> WORK REQUIRED
Output the lines that follow exactly as they are.

Named object pointing entries
● ● ●

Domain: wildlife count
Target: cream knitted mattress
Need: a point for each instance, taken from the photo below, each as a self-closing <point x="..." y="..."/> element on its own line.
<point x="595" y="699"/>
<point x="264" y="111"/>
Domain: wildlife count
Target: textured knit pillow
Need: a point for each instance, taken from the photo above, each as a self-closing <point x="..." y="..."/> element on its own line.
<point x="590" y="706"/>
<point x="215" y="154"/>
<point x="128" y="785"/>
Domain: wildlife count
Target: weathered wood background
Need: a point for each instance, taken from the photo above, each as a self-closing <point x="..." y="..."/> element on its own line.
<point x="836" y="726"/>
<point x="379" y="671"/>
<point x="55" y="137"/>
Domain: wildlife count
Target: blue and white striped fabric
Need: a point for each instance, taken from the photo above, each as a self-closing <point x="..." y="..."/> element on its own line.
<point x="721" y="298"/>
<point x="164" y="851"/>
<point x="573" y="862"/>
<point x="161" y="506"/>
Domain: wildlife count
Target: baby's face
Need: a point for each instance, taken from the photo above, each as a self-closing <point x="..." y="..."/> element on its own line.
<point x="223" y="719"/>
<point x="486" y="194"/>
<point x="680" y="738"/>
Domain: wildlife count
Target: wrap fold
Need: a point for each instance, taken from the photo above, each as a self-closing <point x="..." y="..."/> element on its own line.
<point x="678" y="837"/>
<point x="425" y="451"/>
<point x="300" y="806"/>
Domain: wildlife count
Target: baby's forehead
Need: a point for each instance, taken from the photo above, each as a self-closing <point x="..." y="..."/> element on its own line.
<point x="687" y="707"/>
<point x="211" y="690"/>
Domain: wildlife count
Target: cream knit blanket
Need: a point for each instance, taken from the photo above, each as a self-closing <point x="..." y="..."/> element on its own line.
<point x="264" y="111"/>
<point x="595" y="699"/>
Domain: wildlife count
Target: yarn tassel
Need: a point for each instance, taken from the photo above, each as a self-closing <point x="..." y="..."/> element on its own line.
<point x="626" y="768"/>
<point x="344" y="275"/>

● ● ●

> TASK OUTPUT
Domain: wildlife count
Target: cream knitted mattress
Need: a point for each instance, taken from the photo below, each as a self-closing <point x="..." y="..."/> element on its own line.
<point x="595" y="699"/>
<point x="264" y="111"/>
Domain: wildlife count
Target: textured knit pillow
Need: a point for each instance, taken from the photo above, each as a self-closing <point x="..." y="..."/> element on its own line.
<point x="590" y="706"/>
<point x="215" y="154"/>
<point x="128" y="785"/>
Domain: wildlife count
Target: weathered wood background
Need: a point for each instance, taken from the photo above, each as a self-closing <point x="..." y="..."/> element on its own line.
<point x="836" y="726"/>
<point x="379" y="671"/>
<point x="55" y="137"/>
Domain: wildlife count
Target: blue and white striped fabric
Need: a point for each instance, taken from the photo above, each as a self-closing <point x="..." y="..."/> element on its own line.
<point x="721" y="298"/>
<point x="164" y="851"/>
<point x="573" y="862"/>
<point x="161" y="506"/>
Domain: wildlife count
Target: baby's face
Need: a point for each instance, taken from the photo above, each as a self-closing <point x="..." y="..."/> element on its own line.
<point x="223" y="719"/>
<point x="486" y="194"/>
<point x="680" y="738"/>
Domain: wildlife count
Target: wrap fold
Need: a point for each instance, taken from the photo above, each as a self-closing <point x="..." y="..."/> element on its own line.
<point x="678" y="837"/>
<point x="425" y="451"/>
<point x="300" y="806"/>
Domain: wildlife count
Target: baby's forehead
Need: a point for each instance, taken from the photo above, each as a self-closing <point x="..." y="..."/> element on its own line.
<point x="687" y="707"/>
<point x="211" y="690"/>
Domain: wildlife count
Target: cream knit blanket
Need: a point for each instance, taken from the photo above, each as a self-closing <point x="..." y="..."/> element on its own line.
<point x="264" y="111"/>
<point x="595" y="699"/>
Domain: wildlife count
Target: yarn tassel
Need: a point for each instance, taken from the photo above, each as a self-closing <point x="..." y="..."/> element on its own line.
<point x="626" y="768"/>
<point x="344" y="275"/>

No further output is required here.